* SOURCE TEXT
-- BEGIN --

If, Bluecon, you are really interested in 'factual info' I suggest you start with the most recent paper on the subject available as 3.6mb pdf here. Read it in cojunction with the discussion here.

It has really become rather embarrassing how the science community has turned into such a political quasi religious organization distorting the facts to push the AGW is caused by a tiny increase in the amount of CO2 theory, while turning a blind eye to any other explanation. They do this even as all the recording instruments are showing a slight cooling trend and the polar ice caps are greatly increasing in extent. If the cooling, which is likely a result of lower solar activity and is parallel to the decreased solar activity continues increasing, the AGW crowd will soon be hysterical since the sheople will not accept AGW when they are freezing their butts off.

This rather well describes the workings of the PRO AGW crowd.

"Wikipedia's zealots

The thought police at the supposedly independent site are fervently enforcing the climate orthodoxy"

-- END --

* WHAT TO WORK ON
1. Please extract every line of the listing that contains the word "gravel", treating case as significant.
2. Continue the climate comment from the point where it stops.

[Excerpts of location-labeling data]

-- BEGIN --

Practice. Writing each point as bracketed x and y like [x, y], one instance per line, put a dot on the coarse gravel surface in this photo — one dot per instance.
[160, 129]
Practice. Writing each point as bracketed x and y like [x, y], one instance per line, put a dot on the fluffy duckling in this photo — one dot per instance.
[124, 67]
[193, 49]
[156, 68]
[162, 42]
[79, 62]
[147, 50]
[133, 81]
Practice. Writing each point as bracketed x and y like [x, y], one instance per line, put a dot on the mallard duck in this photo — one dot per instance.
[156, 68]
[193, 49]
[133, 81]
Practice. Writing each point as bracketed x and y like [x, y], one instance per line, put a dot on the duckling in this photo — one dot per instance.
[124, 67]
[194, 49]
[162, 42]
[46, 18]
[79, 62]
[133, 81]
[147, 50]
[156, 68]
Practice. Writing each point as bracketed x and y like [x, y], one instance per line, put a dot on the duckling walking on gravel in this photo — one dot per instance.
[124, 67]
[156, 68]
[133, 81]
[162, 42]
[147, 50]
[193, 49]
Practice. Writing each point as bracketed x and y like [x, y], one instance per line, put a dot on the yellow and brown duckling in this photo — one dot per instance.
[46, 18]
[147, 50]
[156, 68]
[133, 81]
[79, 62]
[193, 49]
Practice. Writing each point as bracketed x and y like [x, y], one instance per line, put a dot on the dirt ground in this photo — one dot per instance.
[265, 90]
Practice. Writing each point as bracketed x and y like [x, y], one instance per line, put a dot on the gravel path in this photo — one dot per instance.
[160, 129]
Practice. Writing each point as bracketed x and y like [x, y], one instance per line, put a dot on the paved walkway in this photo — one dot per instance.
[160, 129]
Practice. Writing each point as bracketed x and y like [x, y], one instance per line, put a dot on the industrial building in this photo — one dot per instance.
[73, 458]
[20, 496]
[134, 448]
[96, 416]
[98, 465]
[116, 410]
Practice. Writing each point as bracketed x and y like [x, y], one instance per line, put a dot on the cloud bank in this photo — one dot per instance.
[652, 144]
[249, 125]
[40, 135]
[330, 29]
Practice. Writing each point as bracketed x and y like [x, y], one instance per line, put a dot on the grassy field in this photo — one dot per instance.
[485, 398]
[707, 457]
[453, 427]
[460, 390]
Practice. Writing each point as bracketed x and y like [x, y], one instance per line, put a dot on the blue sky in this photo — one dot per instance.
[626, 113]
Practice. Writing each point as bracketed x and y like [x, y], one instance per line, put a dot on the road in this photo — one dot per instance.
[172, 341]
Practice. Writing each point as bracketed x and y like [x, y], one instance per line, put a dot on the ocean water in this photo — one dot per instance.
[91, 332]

-- END --

* RESPONSE LIST
1.
Practice. Writing each point as bracketed x and y like [x, y], one instance per line, put a dot on the coarse gravel surface in this photo — one dot per instance.
Practice. Writing each point as bracketed x and y like [x, y], one instance per line, put a dot on the duckling walking on gravel in this photo — one dot per instance.
Practice. Writing each point as bracketed x and y like [x, y], one instance per line, put a dot on the gravel path in this photo — one dot per instance.

2.
"Tabletop, it turns out, has another name: Kim Dabelstein Petersen. She (or he?) is an editor at Wikipedia. What does she edit? Reams and reams of global warming pages. I started checking them. In every instance I checked, she defended those warning of catastrophe and deprecated those who believe the science is not settled. I investigated further. Others had tried to correct her interpretations and had the same experience as I -- no sooner did they make their corrections than she pounced, preventing Wikipedia readers from reading anyone's views but her own. When they protested plaintively, she wore them down and snuffed them out."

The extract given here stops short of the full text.